Replace "stucco" with "plaster" in the stretch of data from the line containing "Find the **potted" through the end of the data, changing nothing else. Return only that stretch and omit the pictures.

-- begin DATA SUPPLIED --

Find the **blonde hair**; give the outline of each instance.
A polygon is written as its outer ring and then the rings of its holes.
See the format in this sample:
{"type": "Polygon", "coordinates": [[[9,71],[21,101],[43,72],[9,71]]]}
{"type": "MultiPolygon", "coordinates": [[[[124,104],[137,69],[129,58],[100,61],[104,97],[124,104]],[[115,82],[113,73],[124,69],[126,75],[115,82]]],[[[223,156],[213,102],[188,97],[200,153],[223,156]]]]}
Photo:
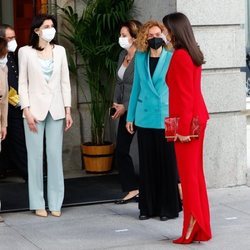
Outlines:
{"type": "MultiPolygon", "coordinates": [[[[163,33],[164,30],[166,30],[165,26],[162,22],[156,21],[156,20],[150,20],[144,23],[137,35],[136,39],[136,48],[139,51],[145,52],[148,51],[148,31],[152,27],[159,27],[161,32],[163,33]]],[[[166,46],[167,47],[167,46],[166,46]]]]}

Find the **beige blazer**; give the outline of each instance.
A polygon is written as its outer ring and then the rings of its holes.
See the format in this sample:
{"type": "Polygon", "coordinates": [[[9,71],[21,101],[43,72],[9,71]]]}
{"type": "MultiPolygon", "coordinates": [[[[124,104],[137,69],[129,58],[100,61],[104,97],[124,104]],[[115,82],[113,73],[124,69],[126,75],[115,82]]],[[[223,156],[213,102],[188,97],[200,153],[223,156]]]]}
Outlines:
{"type": "Polygon", "coordinates": [[[47,82],[37,51],[31,46],[24,46],[18,52],[21,108],[29,107],[32,115],[39,121],[43,121],[48,112],[54,120],[63,119],[65,107],[71,106],[69,69],[62,46],[54,46],[53,61],[53,73],[47,82]]]}
{"type": "MultiPolygon", "coordinates": [[[[8,69],[0,67],[0,130],[2,127],[7,127],[8,116],[8,69]]],[[[1,143],[1,142],[0,142],[1,143]]]]}

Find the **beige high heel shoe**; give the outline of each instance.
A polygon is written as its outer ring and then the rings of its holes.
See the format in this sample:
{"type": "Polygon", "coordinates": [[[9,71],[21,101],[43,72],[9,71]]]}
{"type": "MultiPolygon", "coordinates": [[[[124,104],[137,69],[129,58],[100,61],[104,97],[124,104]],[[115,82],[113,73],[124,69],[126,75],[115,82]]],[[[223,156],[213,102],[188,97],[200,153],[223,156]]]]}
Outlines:
{"type": "Polygon", "coordinates": [[[47,217],[48,216],[48,213],[47,213],[47,211],[45,209],[37,209],[35,211],[35,214],[37,216],[40,216],[40,217],[47,217]]]}
{"type": "Polygon", "coordinates": [[[55,217],[60,217],[62,215],[61,211],[51,211],[51,215],[55,217]]]}

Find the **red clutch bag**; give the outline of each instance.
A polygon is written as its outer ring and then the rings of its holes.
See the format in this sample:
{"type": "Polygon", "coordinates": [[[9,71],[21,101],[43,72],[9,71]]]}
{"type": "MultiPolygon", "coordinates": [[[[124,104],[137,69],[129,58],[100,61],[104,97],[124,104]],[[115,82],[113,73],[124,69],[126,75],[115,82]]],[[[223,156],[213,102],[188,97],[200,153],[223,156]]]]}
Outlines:
{"type": "MultiPolygon", "coordinates": [[[[165,138],[167,141],[173,141],[177,131],[178,131],[178,123],[179,117],[166,117],[165,118],[165,138]]],[[[193,117],[190,127],[190,133],[188,136],[190,138],[199,138],[200,134],[200,122],[198,117],[193,117]]]]}

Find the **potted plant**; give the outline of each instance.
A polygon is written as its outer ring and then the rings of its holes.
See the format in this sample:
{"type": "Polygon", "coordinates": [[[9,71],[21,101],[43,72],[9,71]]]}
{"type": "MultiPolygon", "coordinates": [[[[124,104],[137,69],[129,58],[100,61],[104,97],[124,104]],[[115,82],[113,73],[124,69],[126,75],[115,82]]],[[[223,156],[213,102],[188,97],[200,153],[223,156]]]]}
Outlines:
{"type": "Polygon", "coordinates": [[[66,22],[63,36],[83,62],[77,64],[69,57],[72,72],[78,74],[80,67],[84,69],[84,80],[78,80],[78,85],[84,90],[86,86],[83,85],[87,84],[90,91],[88,107],[92,141],[82,144],[85,169],[88,172],[104,172],[111,169],[114,151],[114,145],[105,142],[104,131],[112,105],[120,52],[117,43],[119,29],[121,23],[130,18],[134,0],[83,0],[83,3],[81,14],[71,6],[60,7],[66,22]],[[102,154],[103,157],[100,157],[102,154]],[[99,163],[100,160],[104,162],[99,163]]]}

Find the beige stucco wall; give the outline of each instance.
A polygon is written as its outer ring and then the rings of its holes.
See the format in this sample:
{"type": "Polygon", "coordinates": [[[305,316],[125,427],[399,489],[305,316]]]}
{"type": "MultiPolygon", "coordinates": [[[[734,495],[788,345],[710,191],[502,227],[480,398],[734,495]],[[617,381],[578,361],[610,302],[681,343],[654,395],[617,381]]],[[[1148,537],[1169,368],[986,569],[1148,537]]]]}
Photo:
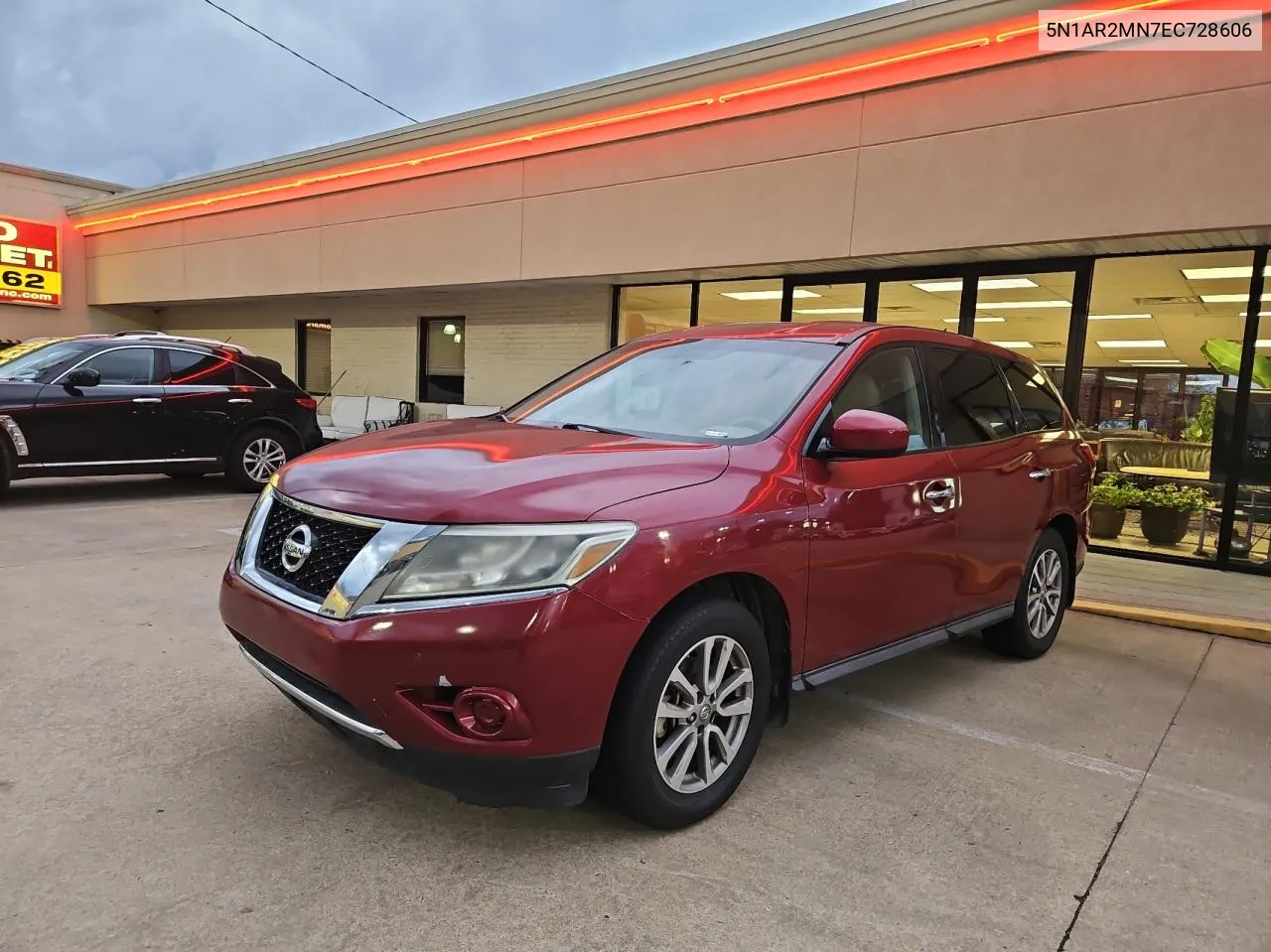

-- end DATA SUPPLIED --

- ANSWER FOR THE TASK
Find the **potted plant**; give the outline of each instance.
A polygon is written as its outer ring and then the rings of its holes.
See the format in this sample:
{"type": "Polygon", "coordinates": [[[9,71],[21,101],[43,72],[9,71]]]}
{"type": "MultiPolygon", "coordinates": [[[[124,104],[137,69],[129,58],[100,61],[104,97],[124,104]],[[115,82],[113,73],[124,69],[126,75],[115,82]]],[[[223,156],[213,102],[188,97],[200,153],[223,156]]]]}
Outlines:
{"type": "Polygon", "coordinates": [[[66,22],[63,36],[83,62],[77,64],[69,57],[72,72],[78,74],[80,67],[84,69],[84,80],[78,80],[78,85],[84,90],[86,86],[83,85],[87,84],[90,91],[88,107],[92,141],[82,144],[85,169],[88,172],[104,172],[111,169],[114,151],[114,145],[105,142],[104,131],[112,105],[120,52],[117,43],[119,29],[121,23],[130,18],[134,0],[83,0],[83,3],[81,14],[71,6],[60,7],[66,22]],[[102,154],[103,157],[100,157],[102,154]],[[99,163],[100,160],[104,162],[99,163]]]}

Find the beige plaster wall; give the outline of each instance.
A polygon is written as its outer ring and then the rings of its holes.
See the format in this sample:
{"type": "Polygon", "coordinates": [[[305,316],[125,427],[399,489],[305,316]]]}
{"type": "MultiPolygon", "coordinates": [[[[734,495],[788,345],[710,191],[502,227],[480,398],[734,495]],[[617,381],[578,361],[610,302],[681,343],[654,395],[617,381]]],[[[1148,537],[1169,368],[986,569],[1148,537]]]]}
Photo:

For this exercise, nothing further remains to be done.